## What to do
Report every line in the entries below that contains the string "clicks", copying each such line in full. Treat uppercase and lowercase letters as different.
□ □ □ □ □
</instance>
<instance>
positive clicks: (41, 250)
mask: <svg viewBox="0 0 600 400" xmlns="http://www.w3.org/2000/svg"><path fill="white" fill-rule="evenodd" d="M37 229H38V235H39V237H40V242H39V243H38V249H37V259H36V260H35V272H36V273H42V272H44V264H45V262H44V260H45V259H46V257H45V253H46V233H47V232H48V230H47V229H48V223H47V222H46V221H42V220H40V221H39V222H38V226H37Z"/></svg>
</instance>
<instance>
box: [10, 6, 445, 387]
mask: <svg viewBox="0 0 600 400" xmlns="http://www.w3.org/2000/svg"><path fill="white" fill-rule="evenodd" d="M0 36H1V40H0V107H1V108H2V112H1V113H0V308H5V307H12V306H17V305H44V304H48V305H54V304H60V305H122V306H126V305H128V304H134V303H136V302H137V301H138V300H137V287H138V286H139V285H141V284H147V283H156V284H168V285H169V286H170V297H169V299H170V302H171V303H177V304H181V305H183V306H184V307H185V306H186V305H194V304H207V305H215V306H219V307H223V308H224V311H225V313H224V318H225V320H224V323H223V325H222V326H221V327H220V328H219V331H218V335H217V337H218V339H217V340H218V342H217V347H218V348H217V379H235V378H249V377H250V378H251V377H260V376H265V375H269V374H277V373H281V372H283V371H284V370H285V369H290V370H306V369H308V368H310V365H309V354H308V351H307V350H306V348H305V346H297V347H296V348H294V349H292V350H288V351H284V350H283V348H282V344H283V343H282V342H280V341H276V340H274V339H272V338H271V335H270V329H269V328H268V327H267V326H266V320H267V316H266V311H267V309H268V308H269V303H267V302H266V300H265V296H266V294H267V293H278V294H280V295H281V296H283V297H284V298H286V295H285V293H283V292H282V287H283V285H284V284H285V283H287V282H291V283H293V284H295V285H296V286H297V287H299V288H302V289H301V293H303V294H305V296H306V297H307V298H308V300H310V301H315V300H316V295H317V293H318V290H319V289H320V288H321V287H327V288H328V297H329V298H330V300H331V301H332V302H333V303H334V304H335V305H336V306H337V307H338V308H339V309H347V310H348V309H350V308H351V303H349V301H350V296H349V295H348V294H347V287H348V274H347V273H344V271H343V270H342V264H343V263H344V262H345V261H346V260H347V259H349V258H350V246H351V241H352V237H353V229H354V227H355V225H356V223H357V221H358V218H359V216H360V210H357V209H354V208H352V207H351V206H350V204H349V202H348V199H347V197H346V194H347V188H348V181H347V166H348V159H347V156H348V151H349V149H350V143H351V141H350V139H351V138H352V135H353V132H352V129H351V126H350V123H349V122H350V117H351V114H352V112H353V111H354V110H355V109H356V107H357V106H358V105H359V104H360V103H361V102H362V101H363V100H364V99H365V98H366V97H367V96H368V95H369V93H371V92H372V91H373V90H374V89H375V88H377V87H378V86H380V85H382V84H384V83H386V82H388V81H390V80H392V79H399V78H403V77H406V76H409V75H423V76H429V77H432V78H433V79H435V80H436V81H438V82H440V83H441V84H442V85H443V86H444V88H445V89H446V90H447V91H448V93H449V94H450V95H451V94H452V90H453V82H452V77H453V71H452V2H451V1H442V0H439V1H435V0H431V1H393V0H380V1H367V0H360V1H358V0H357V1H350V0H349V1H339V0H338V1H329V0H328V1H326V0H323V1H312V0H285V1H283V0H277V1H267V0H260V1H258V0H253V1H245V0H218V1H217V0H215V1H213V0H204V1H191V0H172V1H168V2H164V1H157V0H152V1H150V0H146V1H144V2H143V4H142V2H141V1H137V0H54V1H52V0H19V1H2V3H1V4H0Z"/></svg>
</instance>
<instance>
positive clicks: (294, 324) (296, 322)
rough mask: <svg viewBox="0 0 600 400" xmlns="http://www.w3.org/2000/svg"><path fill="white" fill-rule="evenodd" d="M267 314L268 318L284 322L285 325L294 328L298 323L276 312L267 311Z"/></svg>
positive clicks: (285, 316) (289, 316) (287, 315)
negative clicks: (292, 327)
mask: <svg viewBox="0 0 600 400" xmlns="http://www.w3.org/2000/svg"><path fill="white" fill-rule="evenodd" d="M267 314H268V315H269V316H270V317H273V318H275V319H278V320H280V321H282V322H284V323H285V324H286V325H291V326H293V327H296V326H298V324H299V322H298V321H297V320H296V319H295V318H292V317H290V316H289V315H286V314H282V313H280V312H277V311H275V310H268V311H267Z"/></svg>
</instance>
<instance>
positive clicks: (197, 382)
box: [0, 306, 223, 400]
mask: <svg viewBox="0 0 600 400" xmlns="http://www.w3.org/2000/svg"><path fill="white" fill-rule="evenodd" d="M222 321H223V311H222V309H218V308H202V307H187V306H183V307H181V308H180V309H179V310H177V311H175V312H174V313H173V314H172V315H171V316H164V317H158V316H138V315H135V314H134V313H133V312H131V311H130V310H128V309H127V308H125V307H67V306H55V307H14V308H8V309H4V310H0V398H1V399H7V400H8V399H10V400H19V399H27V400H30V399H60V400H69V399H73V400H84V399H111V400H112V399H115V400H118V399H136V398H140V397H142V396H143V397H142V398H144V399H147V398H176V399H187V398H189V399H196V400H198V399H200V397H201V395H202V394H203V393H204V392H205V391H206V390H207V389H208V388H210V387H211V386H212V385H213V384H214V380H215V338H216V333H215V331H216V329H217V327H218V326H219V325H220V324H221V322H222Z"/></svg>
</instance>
□ □ □ □ □
## Answer for the task
positive clicks: (41, 250)
positive clicks: (294, 324) (296, 322)
positive clicks: (285, 316) (289, 316) (287, 315)
negative clicks: (292, 327)
positive clicks: (197, 382)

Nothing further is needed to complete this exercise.